▶ ENTRIES PROVIDED

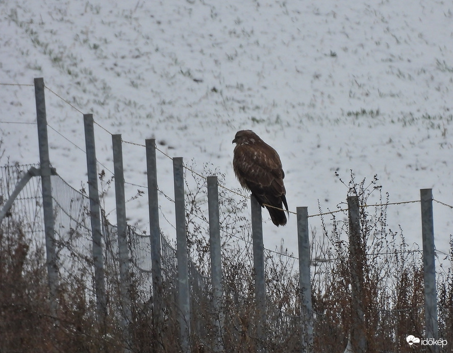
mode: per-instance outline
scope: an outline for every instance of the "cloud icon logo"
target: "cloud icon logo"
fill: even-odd
[[[420,339],[418,338],[417,337],[415,337],[412,335],[409,335],[407,337],[406,337],[406,341],[408,341],[409,345],[412,345],[414,343],[420,343]]]

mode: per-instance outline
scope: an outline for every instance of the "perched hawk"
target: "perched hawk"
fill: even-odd
[[[233,167],[241,185],[251,191],[262,207],[266,207],[275,225],[285,225],[285,212],[267,206],[282,209],[284,205],[288,210],[285,173],[278,154],[251,130],[238,131],[233,143],[236,144]]]

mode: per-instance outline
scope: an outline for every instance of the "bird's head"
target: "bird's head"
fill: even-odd
[[[243,143],[254,143],[260,139],[258,135],[251,130],[240,130],[236,133],[233,143],[238,145]]]

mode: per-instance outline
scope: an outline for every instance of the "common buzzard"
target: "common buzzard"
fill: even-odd
[[[272,223],[285,225],[286,215],[281,209],[284,205],[287,211],[288,204],[285,173],[278,154],[251,130],[238,131],[233,143],[236,144],[233,167],[241,185],[267,209]]]

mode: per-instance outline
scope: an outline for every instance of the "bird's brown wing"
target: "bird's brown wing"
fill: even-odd
[[[248,189],[261,206],[270,205],[286,209],[286,193],[283,184],[285,173],[275,150],[265,143],[243,144],[234,150],[233,168],[241,185]],[[284,212],[267,207],[276,225],[286,223]]]

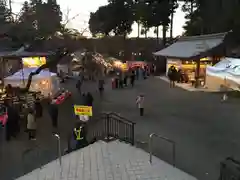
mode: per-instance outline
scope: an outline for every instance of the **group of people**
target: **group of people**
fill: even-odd
[[[175,66],[171,66],[168,69],[168,78],[170,80],[170,87],[175,87],[175,82],[178,83],[189,82],[188,75],[182,69],[177,70]]]
[[[147,68],[131,68],[128,72],[117,72],[112,78],[112,89],[122,89],[128,85],[134,86],[135,80],[146,79],[148,76]]]

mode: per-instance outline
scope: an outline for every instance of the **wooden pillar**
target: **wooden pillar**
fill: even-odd
[[[196,67],[196,71],[195,71],[195,80],[196,80],[196,82],[195,82],[195,88],[198,88],[199,85],[200,85],[200,82],[199,82],[199,77],[200,77],[200,64],[201,64],[201,61],[200,61],[200,59],[198,59],[198,60],[196,61],[197,67]]]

▶ TASK
Render the items above as a two-column CSV with the headers input and output. Give one row per item, with its text under input and its answer under output, each in a single quoted field with line breaks replaced by spaces, and leave the pictures out.

▶ OUTPUT OF THE TASK
input,output
"mode: per-instance outline scope: an outline for every instance of the ""cloud icon logo"" target: ""cloud icon logo"" fill: even-odd","[[[420,339],[418,338],[417,337],[415,337],[412,335],[409,335],[407,337],[406,337],[406,341],[408,341],[409,345],[412,345],[414,343],[420,343]]]"
"mode: per-instance outline scope: an outline for every instance of the ""perched hawk"" target: ""perched hawk"" fill: even-odd","[[[233,167],[241,185],[251,191],[262,207],[266,207],[275,225],[285,225],[285,212],[267,206],[282,209],[284,205],[288,210],[285,173],[278,154],[251,130],[238,131],[233,143],[236,144]]]"
"mode: per-instance outline scope: an outline for every instance of the ""bird's head"" target: ""bird's head"" fill: even-odd","[[[243,143],[254,143],[260,139],[258,135],[251,130],[240,130],[236,133],[233,143],[238,145]]]"
"mode: per-instance outline scope: an outline for every instance of the ""common buzzard"" target: ""common buzzard"" fill: even-odd","[[[272,223],[285,225],[286,215],[281,209],[284,205],[287,211],[288,204],[285,173],[278,154],[251,130],[238,131],[233,143],[236,144],[233,167],[241,185],[267,209]]]"
"mode: per-instance outline scope: an outline for every instance of the ""bird's brown wing"" target: ""bird's brown wing"" fill: even-odd","[[[248,189],[261,206],[270,205],[286,209],[286,193],[283,184],[285,173],[275,150],[265,143],[243,144],[234,150],[233,168],[241,185]],[[284,212],[267,207],[276,225],[286,223]]]"
"mode: per-instance outline scope: an outline for every instance of the **group of people** target: **group of people** fill: even-odd","[[[175,66],[171,66],[168,69],[168,78],[170,80],[170,87],[175,87],[175,82],[178,83],[189,82],[188,75],[182,69],[177,70]]] [[[147,68],[131,68],[128,72],[117,72],[112,78],[112,89],[122,89],[128,85],[134,86],[135,80],[146,79],[148,76]]]"
"mode: per-instance outline scope: an outline for every instance of the **wooden pillar** target: **wooden pillar** fill: even-odd","[[[196,67],[196,71],[195,71],[195,80],[196,80],[196,82],[195,82],[195,88],[198,88],[199,85],[200,85],[200,82],[199,82],[199,77],[200,77],[200,64],[201,64],[201,61],[200,61],[200,59],[198,59],[198,60],[196,61],[197,67]]]"